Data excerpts
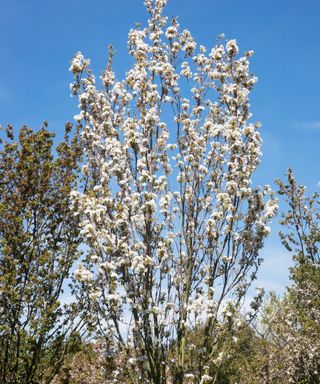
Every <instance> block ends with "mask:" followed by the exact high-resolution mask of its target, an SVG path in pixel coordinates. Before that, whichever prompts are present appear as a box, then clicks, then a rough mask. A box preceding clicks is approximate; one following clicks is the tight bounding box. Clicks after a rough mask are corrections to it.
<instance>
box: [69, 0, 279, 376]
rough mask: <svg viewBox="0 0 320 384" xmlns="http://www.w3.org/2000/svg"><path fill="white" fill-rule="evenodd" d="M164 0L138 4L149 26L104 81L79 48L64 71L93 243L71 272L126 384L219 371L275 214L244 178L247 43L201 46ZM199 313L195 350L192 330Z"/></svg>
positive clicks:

# [Work instructions]
Pick out and copy the lines of the entries that hold the string "clicks".

# [Task answer]
Every <instance> block ends with "mask:" followed by the exact high-resolution mask of its target, an SVG path in pixel coordinates. Before that, whichever prompts are present appear as a box, then clicks, then a rough mask. A box preceding clicks is approximate; one following clicks is the tight bounding box. Clicks after a rough mask are corrections to it.
positive clicks:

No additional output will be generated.